● Исходный фрагмент:
------------------------------------------------

Особенно замечательны сибирские пейзажи Сурикова: «Деревня у подножья гор», «Минусинская степь», «Торгошино». Смотря на характерные очертания сибирских гор, на деревянные заплоты деревушки в горах, мы не поддаёмся сильному, но всё же мимолётному настроению, которое порождают в нас пейзажи современных Сурикову художников, а видим местность как бы глазами охотника-сибиряка или крестьянина — жителя этих мест.
В этих пейзажах нет ничего внешне эффектного, поверхностного романтического, пытающегося поразить зрителя свежестью новизны увиденного и пропущенного сквозь рефлексию художника натуры, наоборот, взгляд как бы спокойно осваивается с местностью, как осваивается взгляд путешественника или охотника, собирающего хворост для костра или присматривающего место для ночлега.
Черты эпичности в пейзажах Сурикова усиливаются по мере того, как они переносятся в специфическую обстановку исторической картины.

------------------------------------------------

● Исходные материалы:
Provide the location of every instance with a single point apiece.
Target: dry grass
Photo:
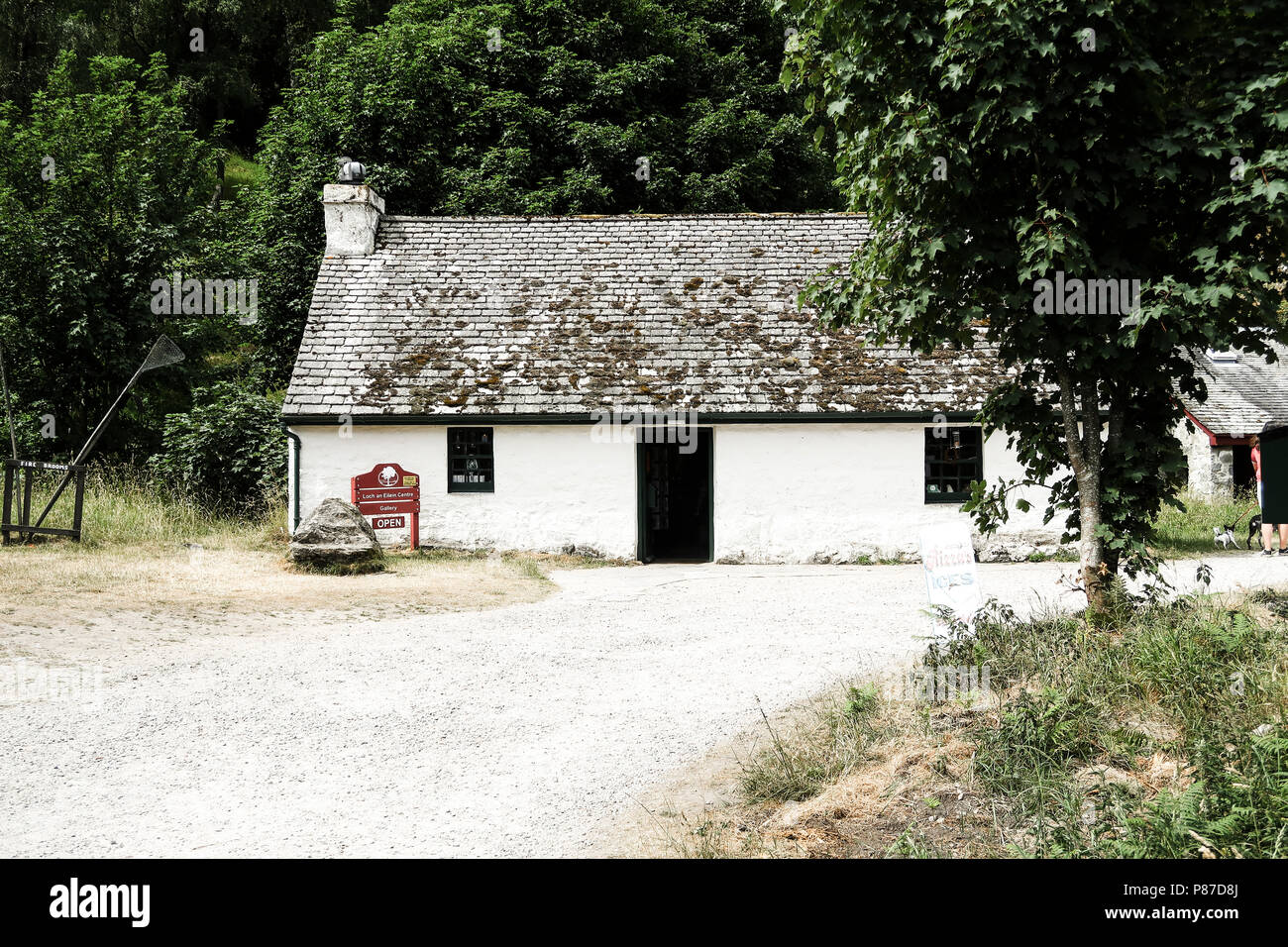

------------------------------------------------

● Задание:
Подхватите фрагмент о пейзажах Сурикова и продолжите его сразу после последнего предложения.

● Ответ к заданию:
Пейзажи Василия Сурикова и его восприятие природы
Слияние характерно-географических черт ландшафта с эпическими происходит в произведениях Сурикова по тем же законам, по каким в «отписках» землепроходцев или в дневниках путешественников происходило слияние отмеченных ими фактов и наблюдений с глубоко искренним и эмоциональным восприятием действительности.
Только такие люди, как Дежнев, Хабаров, Пржевальский, Арсеньев или крестьяне-сибиряки, уходящие в тайгу на целую зиму промышлять белку или соболя, могли дать тот синтез глубокого знания местности, понимания её особенностей с подлинно поэтическим восприятием её. Так же воспринимал и понимал природу Суриков.
Дневники и записи, оставленные нам великими русскими естествоиспытателями и географами-путешественниками, имеют не только научную, но и большую художественную ценность. К сожалению, эти стороны их творчества мало изучены. Между тем в их видении и понимании природы, ландшафта не только в географическом, но и в эстетическом смысле этого слова скрывается много нового и чрезвычайно интересного.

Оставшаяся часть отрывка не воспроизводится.